Prompt =
Write every entry out again exactly, please, and skip the pictures.

Records shown =
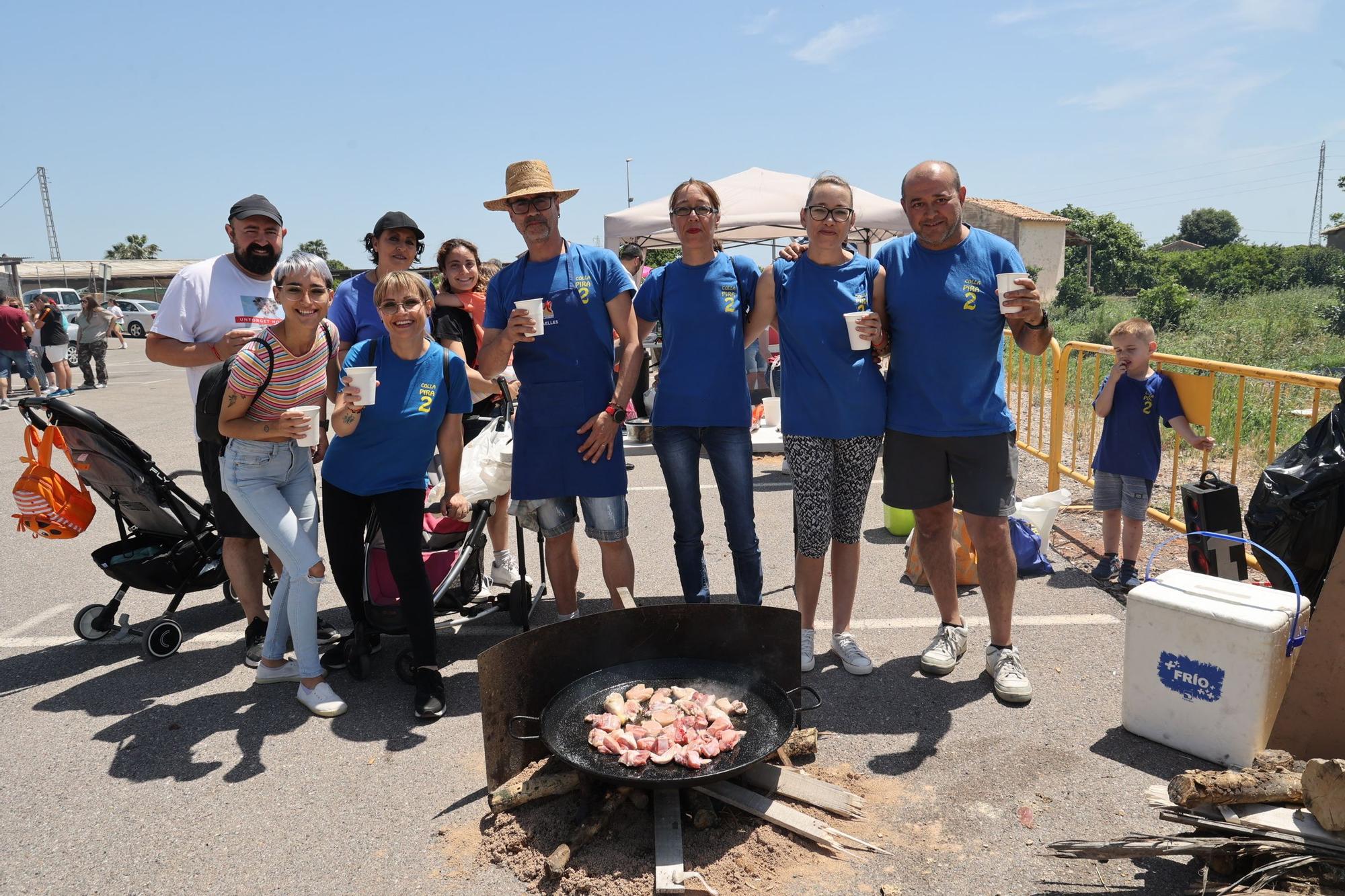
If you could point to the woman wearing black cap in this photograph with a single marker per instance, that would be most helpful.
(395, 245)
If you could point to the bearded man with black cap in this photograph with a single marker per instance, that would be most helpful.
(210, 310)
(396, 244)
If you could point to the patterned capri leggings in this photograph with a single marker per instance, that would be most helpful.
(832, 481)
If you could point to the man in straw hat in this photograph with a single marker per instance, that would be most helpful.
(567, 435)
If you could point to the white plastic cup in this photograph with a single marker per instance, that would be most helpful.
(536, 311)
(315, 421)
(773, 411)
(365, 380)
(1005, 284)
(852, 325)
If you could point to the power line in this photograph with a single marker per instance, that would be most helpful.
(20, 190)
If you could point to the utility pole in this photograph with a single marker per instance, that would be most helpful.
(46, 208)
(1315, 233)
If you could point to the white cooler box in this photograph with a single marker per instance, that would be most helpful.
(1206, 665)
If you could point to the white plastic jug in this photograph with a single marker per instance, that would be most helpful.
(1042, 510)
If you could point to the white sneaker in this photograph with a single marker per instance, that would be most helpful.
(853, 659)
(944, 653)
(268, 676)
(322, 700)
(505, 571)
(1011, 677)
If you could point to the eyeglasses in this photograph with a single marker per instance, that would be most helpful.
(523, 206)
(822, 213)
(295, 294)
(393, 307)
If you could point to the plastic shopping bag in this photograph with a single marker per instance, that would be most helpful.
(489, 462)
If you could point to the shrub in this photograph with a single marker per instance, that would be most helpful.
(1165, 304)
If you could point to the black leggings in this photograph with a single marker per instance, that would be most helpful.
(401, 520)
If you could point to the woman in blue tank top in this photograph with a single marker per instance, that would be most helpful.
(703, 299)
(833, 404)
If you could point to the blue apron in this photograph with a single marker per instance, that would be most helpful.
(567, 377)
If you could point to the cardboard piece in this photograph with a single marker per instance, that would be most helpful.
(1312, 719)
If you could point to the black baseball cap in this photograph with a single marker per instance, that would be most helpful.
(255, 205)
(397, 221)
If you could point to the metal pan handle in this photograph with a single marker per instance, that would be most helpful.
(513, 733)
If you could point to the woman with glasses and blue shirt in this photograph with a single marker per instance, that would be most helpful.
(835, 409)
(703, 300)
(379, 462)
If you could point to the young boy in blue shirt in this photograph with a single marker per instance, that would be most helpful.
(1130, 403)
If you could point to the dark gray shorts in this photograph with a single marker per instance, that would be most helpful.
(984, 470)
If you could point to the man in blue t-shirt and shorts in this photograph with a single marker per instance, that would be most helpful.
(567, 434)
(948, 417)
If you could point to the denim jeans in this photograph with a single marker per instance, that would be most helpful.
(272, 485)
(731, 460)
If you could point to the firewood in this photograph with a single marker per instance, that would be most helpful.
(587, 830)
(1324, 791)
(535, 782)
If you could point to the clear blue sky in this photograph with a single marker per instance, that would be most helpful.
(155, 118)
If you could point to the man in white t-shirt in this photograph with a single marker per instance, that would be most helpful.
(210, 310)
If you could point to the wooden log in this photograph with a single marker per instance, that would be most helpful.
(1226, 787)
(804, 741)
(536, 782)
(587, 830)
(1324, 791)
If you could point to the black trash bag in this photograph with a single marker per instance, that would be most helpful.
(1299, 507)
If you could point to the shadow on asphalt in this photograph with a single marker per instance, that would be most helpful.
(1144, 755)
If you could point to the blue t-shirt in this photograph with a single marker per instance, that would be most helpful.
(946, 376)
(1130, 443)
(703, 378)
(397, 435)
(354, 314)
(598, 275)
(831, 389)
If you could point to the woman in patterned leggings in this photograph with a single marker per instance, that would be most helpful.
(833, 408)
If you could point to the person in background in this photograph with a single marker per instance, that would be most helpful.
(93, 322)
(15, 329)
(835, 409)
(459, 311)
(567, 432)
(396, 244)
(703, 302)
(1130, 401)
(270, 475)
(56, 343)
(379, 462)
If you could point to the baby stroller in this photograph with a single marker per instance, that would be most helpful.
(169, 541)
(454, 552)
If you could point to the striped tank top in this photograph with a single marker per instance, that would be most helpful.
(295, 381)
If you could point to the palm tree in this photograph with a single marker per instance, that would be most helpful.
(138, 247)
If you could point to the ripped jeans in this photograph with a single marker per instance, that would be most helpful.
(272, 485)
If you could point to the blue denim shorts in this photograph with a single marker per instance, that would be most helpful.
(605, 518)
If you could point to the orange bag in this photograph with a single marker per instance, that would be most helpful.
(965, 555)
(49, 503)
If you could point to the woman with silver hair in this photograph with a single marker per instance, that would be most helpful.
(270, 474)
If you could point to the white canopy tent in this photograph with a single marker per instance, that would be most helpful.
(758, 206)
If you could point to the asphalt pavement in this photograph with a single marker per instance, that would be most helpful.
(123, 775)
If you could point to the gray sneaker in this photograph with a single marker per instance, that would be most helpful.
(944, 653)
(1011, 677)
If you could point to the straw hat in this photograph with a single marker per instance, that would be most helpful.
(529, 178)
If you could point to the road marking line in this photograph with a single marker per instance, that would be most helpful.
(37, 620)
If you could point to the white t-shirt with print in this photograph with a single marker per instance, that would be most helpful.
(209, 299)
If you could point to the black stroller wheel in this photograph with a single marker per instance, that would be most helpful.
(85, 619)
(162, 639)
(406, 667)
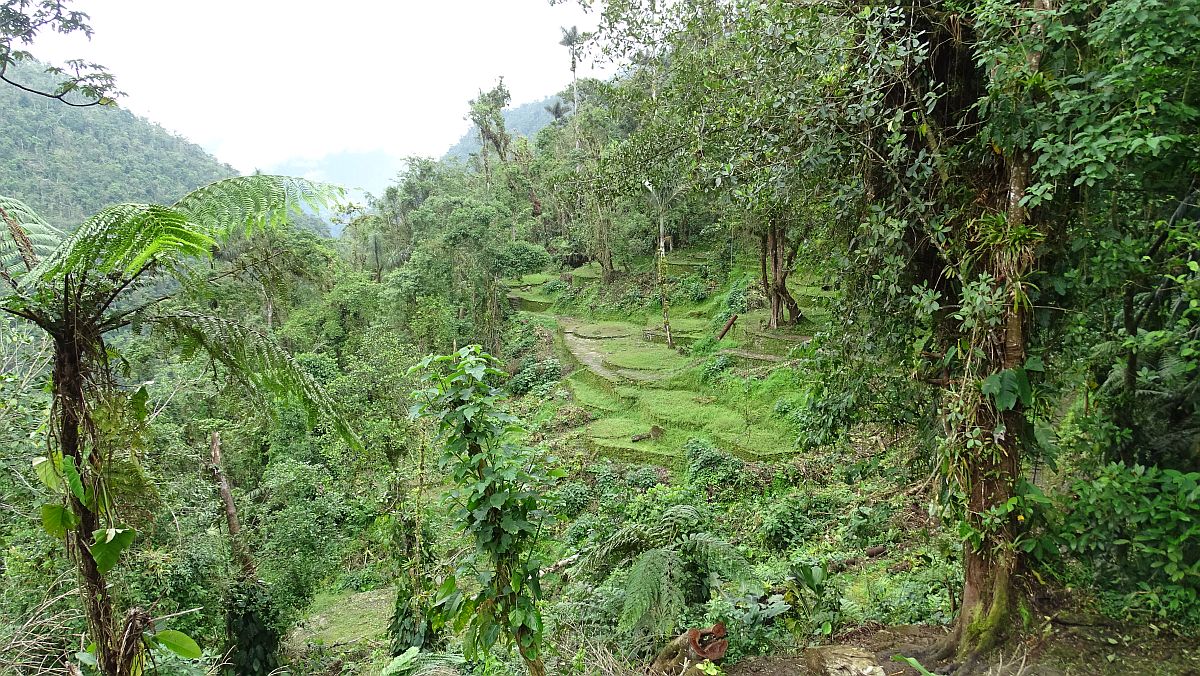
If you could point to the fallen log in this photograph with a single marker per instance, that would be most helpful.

Answer space =
If you could point to the woman wearing black cap in this photograph with a single marker per instance, that would be most helpful.
(395, 245)
If you could point to the bearded man with black cap in this photograph with a single marker per instance, that would be most helpful.
(210, 310)
(396, 244)
If you could point to the patterned capri leggings in this photograph with a single marker per instance, that would be most helpful.
(832, 481)
If you could point to the man in straw hat in this photograph with a single marker per instance, that would be most helpful.
(567, 435)
If you could point to the white plastic cup in this photograph with a single marker per instance, that would be most helpful.
(536, 311)
(315, 421)
(773, 411)
(365, 380)
(1005, 284)
(852, 325)
If you could point to the power line in this photograph with a single marker per instance, that would be most helpful.
(20, 190)
If you could point to the utility pole in this photograph with a single marker per instance, that would be most helpful.
(46, 208)
(1315, 233)
If you could point to the white cooler box in this photograph with a single marker per instance, that would be most helpful.
(1206, 665)
If you could point to the white plastic jug in this photograph with a single marker per instance, that would be most helpful.
(1042, 510)
If you could point to the white sneaker in this photograph with a single marker per instance, that would be most helpful.
(853, 659)
(944, 653)
(268, 676)
(322, 700)
(505, 571)
(1011, 677)
If you could point to the eyeglasses in this photograph with a single marker per instance, that would be most helpful.
(523, 206)
(822, 213)
(295, 294)
(393, 307)
If you could point to the plastic shopping bag in this photograph with a single marker per instance, that would be most helpful.
(489, 462)
If you could point to the shrub in this photograph with a single marker per instance, that would be most helpful.
(1165, 304)
If you could point to the black leggings in this photograph with a single marker per instance, that would be most helpful.
(401, 520)
If you could point to the woman in blue tank top in this photograph with a single marker per instance, that would be most helpful.
(703, 299)
(833, 404)
If you could point to the blue apron in this photograph with a single marker per instance, that would be most helpful.
(567, 377)
If you could point to the cardboard piece in this photograph with a single marker per instance, that would be most helpful.
(1312, 719)
If you could point to the black baseball cap in this photograph with a single marker per instance, that would be most helpful.
(255, 205)
(397, 221)
If you could point to the metal pan handle in this photograph with a single marker per instance, that would be most helpful.
(513, 733)
If you could point to the woman with glasses and blue shirt in this photograph with a single marker per instance, that would be most helpful.
(835, 409)
(703, 300)
(379, 462)
If you could point to the young boy in blue shirt in this photograph with a single marker per instance, that would be most helpful.
(1130, 403)
If you could point to the dark gray shorts in this photograph with a single marker per instance, that would be most helpful.
(984, 470)
If you could point to the man in blue t-shirt and shorts in this photograph with a single marker per instance, that would be most helpful.
(567, 434)
(948, 417)
If you could point to the denim jeans in this photograph with a single marker per instance, that would be most helpful.
(272, 485)
(731, 460)
If you could point to the firewood in this photograph with a single marker per instance, that would be most helpful.
(587, 830)
(1324, 791)
(535, 782)
If you could point to the clear blue sky in this photograph with a single marker per instance, that would be most helpful.
(155, 118)
If you could point to the man in white t-shirt in this photograph with a single marker per instance, that would be most helpful.
(210, 310)
If you could point to the wooden log in this photograph with a single marker per instance, that would be most helpful.
(1226, 787)
(804, 741)
(536, 782)
(587, 830)
(1324, 791)
If you could point to the black trash bag in this photograph with a single marker per instance, that would be most helpful.
(1299, 507)
If you could point to the shadow on asphalt in this photograph with a single marker per instance, that would be most helpful.
(1144, 755)
If you could point to the blue t-shirt in this photograph with a single marker per instance, that would be most helpful.
(946, 376)
(1130, 443)
(703, 378)
(397, 435)
(354, 314)
(598, 275)
(831, 389)
If you could point to the woman in patterned leggings in this photograph with a single marker per instance, that would be most helpful.
(833, 408)
If you could point to the person in background in this photograph with a single marker per instance, that would be most helpful.
(93, 322)
(15, 329)
(835, 409)
(459, 311)
(567, 432)
(396, 244)
(703, 302)
(1130, 401)
(270, 475)
(56, 343)
(379, 462)
If you could point to the baby stroller in this photograph with a single marker per instance, that would be most helpful.
(169, 541)
(454, 552)
If you could point to the striped tank top in this photograph with a single marker per instance, that would be most helpful.
(295, 381)
If you could point to the palm tree in this photograph with a single marker per instance, that would be most helpful.
(138, 247)
If you could point to the ripped jeans in this photograph with a single marker per instance, that would be most helpful.
(272, 485)
If you could point to the blue denim shorts in this photograph with a single marker per instance, that would be most helpful.
(605, 518)
If you could point to the orange bag in this photograph with a single marker per instance, that would be most helpful.
(965, 555)
(49, 503)
If you could point to the woman with silver hair in this photograph with a single marker per instance, that would be most helpful.
(270, 474)
If you could point to the white canopy tent in this photograph with a single marker per instance, that would be most helpful.
(758, 206)
If you could point to the asphalt pavement in this photograph with a single marker per instance, that would be most helpful.
(123, 775)
If you could point to the gray sneaker in this photograph with a single marker per instance, that would be most helpful.
(944, 653)
(1011, 677)
If you could point to the straw hat in this photograph with a single marker per instance, that would be most helpful.
(529, 178)
If you could point to the road marking line in this photograph with a single marker per instance, that would be most helpful.
(37, 620)
If you could point to the white t-shirt with print in this photograph with a single marker per instance, that would be most helpful.
(209, 299)
If you could point to the black stroller wheel in this photograph with a single marker per instance, that would be most helpful.
(85, 619)
(162, 639)
(406, 667)
If you could point to the fallen log in this photograph with a single marker per instance, that would be most helpful.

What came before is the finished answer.